TO DO :: What follows are records. Restate all of them word for word.

[Records from a data collection]

═══

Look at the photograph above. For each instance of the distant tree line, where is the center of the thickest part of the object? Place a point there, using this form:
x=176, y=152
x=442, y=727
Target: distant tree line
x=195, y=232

═══

RESULT OF THIS EXERCISE ::
Look at the photograph above. For each instance of the distant tree line, where is the center of the thickest part of the object? Place a point there, using this form:
x=176, y=152
x=442, y=727
Target: distant tree line
x=195, y=232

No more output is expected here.